**LO QUE SE PIDE:**
[1] Transcribe tal cual el fragmento del comentario que va desde "Hch 8,5-8.14-17;" hasta "Cristo que escuchamos.", ambos incluidos.
[2] Según el comentario, ¿qué le pidió Dios al pueblo de Israel después de liberarlo de la esclavitud de Egipto?
[3] Pasa al inglés esta oración del comentario: «Por eso, es necesario profundizar este mensaje, subrayando al menos tres aspectos importantes.»

**PASAJE PROPORCIONADO:**

◆ ◆ ◆ ◆ ◆

VI Domingo de Pascua (Año A)

13 mayo 2023

Hch 8,5-8.14-17;
Sal 65;
1Pe 3,15-18;
Jn 14,15-21

Aclamad al Señor, tierra entera

COMMENTARIO BIBLICO-MISSIONARIO

Las palabras del Amor divino que solicitan amar

El evangelio de hoy es la continuación de las palabras de Jesús que escuchamos el domingo pasado. Estamos, por eso, invitados a permanecer en el clima místico de la Última Cena y del Discurso de despedida de Jesús a sus discípulos íntimos, para acoger en el corazón el mensaje profundo y conmovedor de Cristo, aquel que en su «hora de pasar de este mundo al Padre, habiendo amado a los suyos que estaban en el mundo, los amó hasta el extremo» (Jn 13,1). También hoy, como hace una semana, las pocas líneas de comentario que siguen, quieren proponer solo algunas ideas para una ulterior meditación sobre los profundos pronunciamientos de Cristo que escuchamos.

1. «Si me amáis, guardaréis mis mandamientos»

Después de haber declarado a los suyos ser el camino, la verdad y la vida, y ser el rostro visible de Dios Padre invisible, Jesús habla ahora del amor que sus discípulos deberían tener para con Él, indicando con autoridad en que cosa consiste: «Si me amáis, guardaréis mis mandamientos». Esta “regla” parece ser muy importante para Jesús, porque Él la sostendrá otra vez hacia el final de su breve discurso: «El que acepta mis mandamientos y los guarda, ese me ama» (Jn 14,21; también 15,10). Por eso, es necesario profundizar este mensaje, subrayando al menos tres aspectos importantes.

En primer lugar, hay que recordar que el contexto está completamente envuelto en el amor de Jesús para con los suyos y para toda la humanidad, que alcanza su culmen en el sacrificio de la cruz, como hemos señalado en la introducción. Jesús ama primero, como el Padre primero «tanto amó […] al mundo, que entregó a su Unigénito» (Jn 3,16). Es más, Jesús es ahora la expresión concreta y visible del amor de Dios invisible y, en cuanto tal, Jesús invita a sus discípulos, en la era de la Nueva Alianza, a responder de modo concreto a este amor, así como Dios pidió al pueblo de Israel el amor y la observancia de los mandamientos, después de haberlo liberado de la esclavitud de Egipto y después de haber establecido con el pueblo la alianza del Sinaí: «Escucha, Israel: El Señor es nuestro Dios, el Señor es uno solo. Amarás, pues, al Señor, tu Dios, con todo tu corazón, con toda tu alma y con todas tus fuerzas. Estas palabras que yo te mando hoy estarán en tu corazón» (Dt 6,4-6).

◆ ◆ ◆ ◆ ◆

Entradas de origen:
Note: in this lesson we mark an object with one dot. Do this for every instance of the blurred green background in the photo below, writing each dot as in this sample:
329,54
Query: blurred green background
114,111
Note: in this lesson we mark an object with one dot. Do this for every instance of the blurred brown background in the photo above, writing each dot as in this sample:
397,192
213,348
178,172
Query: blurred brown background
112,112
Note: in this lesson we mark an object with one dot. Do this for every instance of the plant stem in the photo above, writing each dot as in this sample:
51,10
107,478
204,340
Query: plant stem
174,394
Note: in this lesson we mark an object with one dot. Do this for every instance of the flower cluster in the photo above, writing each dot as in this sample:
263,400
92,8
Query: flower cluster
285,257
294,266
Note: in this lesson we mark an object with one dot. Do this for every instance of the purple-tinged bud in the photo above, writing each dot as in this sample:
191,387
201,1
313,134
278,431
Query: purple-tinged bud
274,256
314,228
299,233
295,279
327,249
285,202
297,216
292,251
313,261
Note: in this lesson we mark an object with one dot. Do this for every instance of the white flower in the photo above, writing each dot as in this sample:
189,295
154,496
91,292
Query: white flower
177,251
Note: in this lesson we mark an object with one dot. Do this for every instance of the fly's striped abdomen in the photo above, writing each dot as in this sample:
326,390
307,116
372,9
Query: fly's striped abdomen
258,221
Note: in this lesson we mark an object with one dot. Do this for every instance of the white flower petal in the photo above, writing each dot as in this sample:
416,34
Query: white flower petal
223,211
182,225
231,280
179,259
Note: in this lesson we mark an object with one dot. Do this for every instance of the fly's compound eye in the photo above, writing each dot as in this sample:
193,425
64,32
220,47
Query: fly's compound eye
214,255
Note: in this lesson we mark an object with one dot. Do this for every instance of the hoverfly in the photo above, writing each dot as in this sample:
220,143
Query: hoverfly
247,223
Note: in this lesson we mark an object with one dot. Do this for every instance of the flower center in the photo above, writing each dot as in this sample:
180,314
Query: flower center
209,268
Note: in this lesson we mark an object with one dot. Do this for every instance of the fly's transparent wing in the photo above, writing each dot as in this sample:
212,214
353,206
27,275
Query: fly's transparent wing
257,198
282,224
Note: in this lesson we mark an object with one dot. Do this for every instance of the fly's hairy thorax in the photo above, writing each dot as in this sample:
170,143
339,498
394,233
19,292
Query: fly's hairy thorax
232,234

◆ ◆ ◆ ◆ ◆

**RESPUESTAS POR TAREA:**
[1]
Hch 8,5-8.14-17;
Sal 65;
1Pe 3,15-18;
Jn 14,15-21

Aclamad al Señor, tierra entera

COMMENTARIO BIBLICO-MISSIONARIO

Las palabras del Amor divino que solicitan amar

El evangelio de hoy es la continuación de las palabras de Jesús que escuchamos el domingo pasado. Estamos, por eso, invitados a permanecer en el clima místico de la Última Cena y del Discurso de despedida de Jesús a sus discípulos íntimos, para acoger en el corazón el mensaje profundo y conmovedor de Cristo, aquel que en su «hora de pasar de este mundo al Padre, habiendo amado a los suyos que estaban en el mundo, los amó hasta el extremo» (Jn 13,1). También hoy, como hace una semana, las pocas líneas de comentario que siguen, quieren proponer solo algunas ideas para una ulterior meditación sobre los profundos pronunciamientos de Cristo que escuchamos.

[2] El amor y la observancia de los mandamientos.

[3] Therefore, it is necessary to go deeper into this message, highlighting at least three important aspects.